=== Text excerpt ===

In sum, the evidence proves that our proposed strategy outperforms all baselines in all the four topics, which demonstrates the high effectiveness of our proposed strategy in keyword selection for social media-based analysis studies. Moreover, it should be noted that our empirical experiment only considered issues regarding original online posts. However, comment data also provide a main data source in social media-based studies [
69]. In general, as the comment data are opinions directed toward a particular original online post, if the relevance of the original online post can be ensured, the relevance of its comment data can be guaranteed, as well. Therefore, if the number of collected original online posts increases, the number of comment data can further increase in time and finally improve the size and quality of the data for analyzing.
The contributions of our main findings in addressing challenges of sustainability are listed below. First, as social media has been one of the main data sources for exploring public perceptions and behaviors of issues about sustainability [
70], such as environmental pollution [
71], sustainable education [
72] and city development [
73], our proposed keyword selection method could enhance the quality of the collected data from social media and accordingly yield a better and more accurate understanding of the public opinions and behaviors. As a result, more effective solutions for addressing environmental and social sustainability problems could be designed. Second, social media has been commonly viewed as an important channel for spreading knowledge about sustainability science and concepts [
74]. As our proposed model can offer useful guidelines for select the most important and relevant keywords from social media data, it contributes to knowledge discovery and influencing factors identification of knowledge dissemination. Third, as the keyword is one of the primary bases for fake news detection [
75,
76], which is an important part of sustainable education and emergency management, our proposed model can increase the detection accuracy by improving keyword selection process. Fourth, keyword selection is important in bibliometric analytics [
77]. Therefore, our proposed model is helpful for providing a more accurate and comprehensive map considering existing literatures related to sustainability. Overall, the contribution of this article is of great significance and has a wide range of applications for future studies focusing on sustainability.

=== Given records ===

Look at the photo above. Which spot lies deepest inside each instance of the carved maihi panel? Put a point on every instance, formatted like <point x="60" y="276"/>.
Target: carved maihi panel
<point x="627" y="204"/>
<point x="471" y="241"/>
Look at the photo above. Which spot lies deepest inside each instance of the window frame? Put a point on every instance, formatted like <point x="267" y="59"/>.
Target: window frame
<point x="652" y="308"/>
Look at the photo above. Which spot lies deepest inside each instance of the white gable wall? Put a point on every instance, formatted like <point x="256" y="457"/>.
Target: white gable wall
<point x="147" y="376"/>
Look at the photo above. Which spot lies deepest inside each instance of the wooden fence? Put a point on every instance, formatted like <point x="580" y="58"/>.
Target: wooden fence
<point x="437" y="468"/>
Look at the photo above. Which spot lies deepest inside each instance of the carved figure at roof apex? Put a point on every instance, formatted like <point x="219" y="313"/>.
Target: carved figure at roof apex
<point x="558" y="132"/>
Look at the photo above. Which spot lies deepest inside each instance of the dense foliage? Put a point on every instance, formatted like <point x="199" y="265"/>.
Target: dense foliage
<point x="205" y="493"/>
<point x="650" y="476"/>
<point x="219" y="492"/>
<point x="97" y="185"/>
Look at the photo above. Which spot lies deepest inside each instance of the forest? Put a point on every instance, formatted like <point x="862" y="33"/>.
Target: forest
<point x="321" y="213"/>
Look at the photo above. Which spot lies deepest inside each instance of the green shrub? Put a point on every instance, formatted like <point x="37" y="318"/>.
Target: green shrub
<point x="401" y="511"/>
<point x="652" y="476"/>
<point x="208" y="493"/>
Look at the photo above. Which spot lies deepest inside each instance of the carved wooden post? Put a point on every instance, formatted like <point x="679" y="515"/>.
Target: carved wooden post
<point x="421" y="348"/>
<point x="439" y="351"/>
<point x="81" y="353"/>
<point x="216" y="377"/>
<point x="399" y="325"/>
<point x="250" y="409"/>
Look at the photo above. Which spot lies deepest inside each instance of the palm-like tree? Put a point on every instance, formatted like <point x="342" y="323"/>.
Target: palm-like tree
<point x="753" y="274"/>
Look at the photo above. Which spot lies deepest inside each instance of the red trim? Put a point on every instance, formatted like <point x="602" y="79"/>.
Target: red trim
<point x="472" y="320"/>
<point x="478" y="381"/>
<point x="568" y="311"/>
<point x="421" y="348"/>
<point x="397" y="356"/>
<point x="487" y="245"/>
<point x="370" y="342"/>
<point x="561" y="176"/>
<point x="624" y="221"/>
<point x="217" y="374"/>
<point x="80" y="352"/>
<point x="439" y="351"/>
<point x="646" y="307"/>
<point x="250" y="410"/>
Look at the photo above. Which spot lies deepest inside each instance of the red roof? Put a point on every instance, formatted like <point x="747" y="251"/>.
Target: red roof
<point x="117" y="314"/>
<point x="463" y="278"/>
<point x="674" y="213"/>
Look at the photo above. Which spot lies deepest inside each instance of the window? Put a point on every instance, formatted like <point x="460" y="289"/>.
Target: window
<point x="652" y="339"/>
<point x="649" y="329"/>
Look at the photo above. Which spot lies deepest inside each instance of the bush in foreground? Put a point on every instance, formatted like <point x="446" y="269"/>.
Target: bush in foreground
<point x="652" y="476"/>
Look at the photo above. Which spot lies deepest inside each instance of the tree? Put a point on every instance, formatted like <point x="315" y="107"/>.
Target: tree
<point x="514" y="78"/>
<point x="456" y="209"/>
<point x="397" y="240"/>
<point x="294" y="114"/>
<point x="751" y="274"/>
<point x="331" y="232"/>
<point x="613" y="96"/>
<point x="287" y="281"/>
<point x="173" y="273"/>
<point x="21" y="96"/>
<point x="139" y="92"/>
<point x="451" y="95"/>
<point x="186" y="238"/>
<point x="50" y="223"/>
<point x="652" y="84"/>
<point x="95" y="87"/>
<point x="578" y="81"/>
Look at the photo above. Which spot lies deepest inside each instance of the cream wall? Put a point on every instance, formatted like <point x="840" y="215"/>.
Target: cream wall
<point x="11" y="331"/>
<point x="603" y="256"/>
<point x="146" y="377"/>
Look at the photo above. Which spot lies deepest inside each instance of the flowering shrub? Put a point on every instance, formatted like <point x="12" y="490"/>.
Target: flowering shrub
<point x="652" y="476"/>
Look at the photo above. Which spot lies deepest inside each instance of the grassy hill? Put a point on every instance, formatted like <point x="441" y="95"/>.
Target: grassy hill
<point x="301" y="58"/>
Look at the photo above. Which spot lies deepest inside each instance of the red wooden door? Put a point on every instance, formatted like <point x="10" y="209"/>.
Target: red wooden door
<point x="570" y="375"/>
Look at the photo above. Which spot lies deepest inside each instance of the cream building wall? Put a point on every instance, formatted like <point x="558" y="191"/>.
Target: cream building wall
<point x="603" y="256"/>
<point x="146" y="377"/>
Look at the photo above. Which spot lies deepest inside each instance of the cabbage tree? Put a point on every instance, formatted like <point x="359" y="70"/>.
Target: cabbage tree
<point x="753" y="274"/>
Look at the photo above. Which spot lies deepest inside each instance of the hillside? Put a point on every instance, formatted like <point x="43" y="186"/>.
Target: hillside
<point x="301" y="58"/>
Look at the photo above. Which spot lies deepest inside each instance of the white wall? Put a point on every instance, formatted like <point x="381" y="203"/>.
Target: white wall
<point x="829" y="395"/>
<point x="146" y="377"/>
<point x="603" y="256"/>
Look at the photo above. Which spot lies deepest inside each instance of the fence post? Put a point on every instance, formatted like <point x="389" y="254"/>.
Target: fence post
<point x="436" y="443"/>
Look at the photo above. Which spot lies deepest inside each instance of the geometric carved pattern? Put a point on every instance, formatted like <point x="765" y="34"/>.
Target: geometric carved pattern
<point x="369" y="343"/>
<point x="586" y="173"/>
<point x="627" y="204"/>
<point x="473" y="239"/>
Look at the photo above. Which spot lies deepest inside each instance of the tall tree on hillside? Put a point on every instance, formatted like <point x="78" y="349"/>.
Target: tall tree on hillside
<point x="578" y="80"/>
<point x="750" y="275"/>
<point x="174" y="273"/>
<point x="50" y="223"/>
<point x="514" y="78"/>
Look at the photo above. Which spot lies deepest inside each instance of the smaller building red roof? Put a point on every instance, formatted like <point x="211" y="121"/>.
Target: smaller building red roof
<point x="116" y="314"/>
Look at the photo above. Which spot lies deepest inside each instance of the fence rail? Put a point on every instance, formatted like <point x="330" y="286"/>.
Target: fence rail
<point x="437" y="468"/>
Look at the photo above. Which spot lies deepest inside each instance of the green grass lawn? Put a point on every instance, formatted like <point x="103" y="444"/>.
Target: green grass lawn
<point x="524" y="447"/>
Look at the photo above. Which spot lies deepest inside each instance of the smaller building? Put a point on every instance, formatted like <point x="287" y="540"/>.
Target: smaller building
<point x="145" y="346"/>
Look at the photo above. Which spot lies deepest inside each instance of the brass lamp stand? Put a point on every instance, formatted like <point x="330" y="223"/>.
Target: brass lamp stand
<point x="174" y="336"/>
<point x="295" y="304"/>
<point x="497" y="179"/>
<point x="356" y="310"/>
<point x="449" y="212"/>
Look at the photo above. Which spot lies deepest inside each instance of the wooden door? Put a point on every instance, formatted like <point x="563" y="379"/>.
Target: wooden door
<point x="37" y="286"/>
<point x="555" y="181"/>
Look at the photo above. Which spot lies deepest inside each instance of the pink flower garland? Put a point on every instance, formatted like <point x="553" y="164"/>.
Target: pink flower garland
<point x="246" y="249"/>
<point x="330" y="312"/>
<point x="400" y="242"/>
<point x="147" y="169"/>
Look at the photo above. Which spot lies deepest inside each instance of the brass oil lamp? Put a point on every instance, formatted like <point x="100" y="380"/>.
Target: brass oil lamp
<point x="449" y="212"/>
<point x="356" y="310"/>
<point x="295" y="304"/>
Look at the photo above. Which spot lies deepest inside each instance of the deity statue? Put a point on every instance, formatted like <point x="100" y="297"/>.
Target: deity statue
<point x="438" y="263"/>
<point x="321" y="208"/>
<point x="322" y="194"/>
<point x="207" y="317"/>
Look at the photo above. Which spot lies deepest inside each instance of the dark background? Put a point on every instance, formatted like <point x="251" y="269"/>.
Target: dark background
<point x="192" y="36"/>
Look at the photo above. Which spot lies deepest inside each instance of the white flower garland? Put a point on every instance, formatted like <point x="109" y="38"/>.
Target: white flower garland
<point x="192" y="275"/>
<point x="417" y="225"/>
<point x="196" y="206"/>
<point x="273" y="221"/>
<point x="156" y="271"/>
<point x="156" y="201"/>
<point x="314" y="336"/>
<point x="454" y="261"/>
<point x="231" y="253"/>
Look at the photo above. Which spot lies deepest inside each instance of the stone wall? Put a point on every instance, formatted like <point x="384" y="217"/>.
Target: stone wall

===

» **Activities**:
[a] According to the keyword-selection excerpt, what kind of data did the empirical experiment consider?
[b] Using the keyword-selection excerpt, explain why the relevance of comment data can be guaranteed once the relevance of the original online post is ensured.
[c] Please reproduce the part of the keyword-selection excerpt between "In sum, the" and "data for analyzing.", inclusive, word for word.
These rows come from a different source than the text.

» **Exercise solutions**:
[a] It considered only issues regarding original online posts.

[b] Comment data are opinions directed toward a particular original online post. So if that original post is relevant, its comment data are relevant as well.

[c]
In sum, the evidence proves that our proposed strategy outperforms all baselines in all the four topics, which demonstrates the high effectiveness of our proposed strategy in keyword selection for social media-based analysis studies. Moreover, it should be noted that our empirical experiment only considered issues regarding original online posts. However, comment data also provide a main data source in social media-based studies [
69]. In general, as the comment data are opinions directed toward a particular original online post, if the relevance of the original online post can be ensured, the relevance of its comment data can be guaranteed, as well. Therefore, if the number of collected original online posts increases, the number of comment data can further increase in time and finally improve the size and quality of the data for analyzing.